Aim of the task: Reproduce all of the items below with every "mask" changed to "region" and everything else left as it is. Leave the pictures out.

Supplied records:
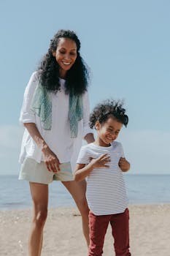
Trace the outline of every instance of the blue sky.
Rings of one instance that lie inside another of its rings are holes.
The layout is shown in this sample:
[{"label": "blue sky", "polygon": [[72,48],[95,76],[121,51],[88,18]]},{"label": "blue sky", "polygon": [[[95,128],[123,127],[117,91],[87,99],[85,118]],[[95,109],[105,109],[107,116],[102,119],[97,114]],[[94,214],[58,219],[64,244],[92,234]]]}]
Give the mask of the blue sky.
[{"label": "blue sky", "polygon": [[60,29],[77,32],[91,70],[91,109],[123,99],[129,116],[119,137],[131,173],[170,171],[170,2],[0,1],[0,174],[17,174],[25,87]]}]

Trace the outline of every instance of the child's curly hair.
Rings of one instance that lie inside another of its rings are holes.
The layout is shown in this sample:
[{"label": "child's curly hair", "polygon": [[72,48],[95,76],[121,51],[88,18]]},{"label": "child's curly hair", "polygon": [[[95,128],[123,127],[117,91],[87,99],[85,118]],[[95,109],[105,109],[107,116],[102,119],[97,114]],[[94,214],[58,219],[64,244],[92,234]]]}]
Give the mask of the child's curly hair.
[{"label": "child's curly hair", "polygon": [[123,108],[123,102],[113,99],[107,99],[98,104],[90,116],[90,127],[93,128],[97,121],[100,124],[104,123],[112,116],[126,127],[128,117],[125,114],[125,110]]}]

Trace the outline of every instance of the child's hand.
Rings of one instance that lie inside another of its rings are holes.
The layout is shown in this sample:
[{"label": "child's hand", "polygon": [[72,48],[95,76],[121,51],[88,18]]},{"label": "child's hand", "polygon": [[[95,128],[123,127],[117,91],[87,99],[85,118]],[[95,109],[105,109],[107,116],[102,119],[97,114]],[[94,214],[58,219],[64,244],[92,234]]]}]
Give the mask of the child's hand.
[{"label": "child's hand", "polygon": [[131,167],[130,163],[123,157],[120,158],[118,165],[123,172],[127,172]]},{"label": "child's hand", "polygon": [[110,162],[110,157],[107,154],[102,154],[98,158],[93,158],[89,165],[93,166],[93,168],[109,168],[109,166],[107,165]]}]

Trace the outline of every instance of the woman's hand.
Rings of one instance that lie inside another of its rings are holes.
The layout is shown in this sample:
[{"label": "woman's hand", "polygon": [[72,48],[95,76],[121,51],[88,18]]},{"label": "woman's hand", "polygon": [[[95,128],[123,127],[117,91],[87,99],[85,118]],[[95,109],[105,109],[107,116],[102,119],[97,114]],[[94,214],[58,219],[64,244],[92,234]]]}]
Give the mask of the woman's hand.
[{"label": "woman's hand", "polygon": [[109,168],[109,166],[106,165],[110,162],[110,157],[107,154],[102,154],[98,158],[93,158],[89,165],[92,166],[93,168]]},{"label": "woman's hand", "polygon": [[120,158],[118,165],[123,172],[127,172],[131,167],[130,163],[124,157]]},{"label": "woman's hand", "polygon": [[43,146],[42,151],[44,156],[44,161],[47,170],[50,172],[57,173],[60,171],[60,161],[57,156],[45,144]]}]

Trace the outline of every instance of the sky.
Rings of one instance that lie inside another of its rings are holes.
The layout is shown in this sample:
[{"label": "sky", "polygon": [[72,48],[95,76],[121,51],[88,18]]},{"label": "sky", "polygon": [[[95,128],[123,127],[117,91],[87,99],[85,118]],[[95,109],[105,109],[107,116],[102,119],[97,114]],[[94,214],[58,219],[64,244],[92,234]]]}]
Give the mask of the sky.
[{"label": "sky", "polygon": [[58,29],[74,31],[90,69],[90,109],[124,100],[117,138],[132,174],[170,173],[170,1],[0,1],[0,175],[18,174],[25,88]]}]

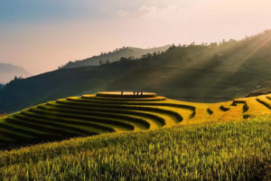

Solution to this exercise:
Trace the outline of every instance of the blue sky.
Rings of one instance that lie inside another of its rings are holes.
The layout is shown in this sample:
[{"label": "blue sky", "polygon": [[72,48],[95,76],[121,51],[88,18]]},{"label": "blue sky", "polygon": [[[95,128],[123,127],[117,91],[87,99],[85,118]],[[95,109],[105,109],[107,116],[102,119],[97,114]],[[94,214],[58,219],[64,244],[92,234]]]}]
Give the region of the blue sky.
[{"label": "blue sky", "polygon": [[60,29],[77,32],[91,70],[91,109],[123,99],[129,116],[119,137],[131,173],[170,171],[170,2],[0,1],[0,174],[17,174],[25,87]]}]

Trace the outline of every instance of the child's curly hair.
Rings of one instance that lie inside another of its rings are holes.
The layout is shown in this sample:
[{"label": "child's curly hair", "polygon": [[72,48],[95,76],[121,51],[88,18]]},{"label": "child's curly hair", "polygon": [[[95,128],[123,127],[117,91],[87,99],[85,118]],[[95,109],[105,109],[107,116],[102,119],[97,114]],[[94,214],[58,219],[64,244],[92,234]]]}]
Give the region of the child's curly hair.
[{"label": "child's curly hair", "polygon": [[123,108],[123,102],[113,99],[107,99],[98,104],[90,116],[90,127],[93,128],[97,121],[100,124],[104,123],[112,116],[126,127],[128,117],[125,114],[125,110]]}]

Trace the outline of every instance of the child's hand.
Rings of one instance that lie inside another of its rings are holes.
The layout is shown in this sample:
[{"label": "child's hand", "polygon": [[72,48],[95,76],[121,51],[88,18]]},{"label": "child's hand", "polygon": [[[95,128],[123,127],[117,91],[87,99],[85,118]],[[95,109],[105,109],[107,116],[102,119],[97,114]],[[94,214],[58,219],[64,244],[92,234]]]}]
Give the region of the child's hand.
[{"label": "child's hand", "polygon": [[131,167],[130,163],[123,157],[120,158],[118,165],[123,172],[127,172]]},{"label": "child's hand", "polygon": [[110,162],[110,157],[107,154],[102,154],[98,158],[93,158],[89,165],[93,166],[93,168],[109,168],[109,166],[107,165]]}]

Trace the outline of every instance of the woman's hand.
Rings of one instance that lie inside another of its rings are holes.
The layout is shown in this sample:
[{"label": "woman's hand", "polygon": [[72,48],[95,76],[121,51],[88,18]]},{"label": "woman's hand", "polygon": [[[95,128],[123,127],[117,91],[87,99],[85,118]],[[95,109],[105,109],[107,116],[102,119],[97,114]],[[94,214],[58,219],[64,244],[92,234]]]}]
Give the region of the woman's hand.
[{"label": "woman's hand", "polygon": [[109,168],[109,166],[106,165],[110,162],[110,157],[107,154],[102,154],[98,158],[93,158],[89,165],[92,166],[93,168]]},{"label": "woman's hand", "polygon": [[120,158],[118,165],[123,172],[127,172],[131,167],[130,163],[124,157]]},{"label": "woman's hand", "polygon": [[43,146],[42,151],[44,156],[44,161],[47,170],[50,172],[57,173],[60,171],[60,161],[57,156],[45,144]]}]

Trace the outline of every instance of the sky.
Rings of one instance that lie inside another of its rings are holes.
The layout is shown in this sample:
[{"label": "sky", "polygon": [[72,48],[95,76],[121,51],[88,18]]},{"label": "sky", "polygon": [[[95,128],[123,127],[117,91],[87,99],[85,118]],[[95,109],[105,109],[107,116],[102,119],[97,114]],[[94,214],[58,219],[64,244],[92,234]]]}]
Give the region of the sky.
[{"label": "sky", "polygon": [[58,29],[74,31],[90,69],[90,109],[124,100],[117,138],[132,174],[170,173],[170,1],[0,1],[0,175],[18,174],[25,88]]}]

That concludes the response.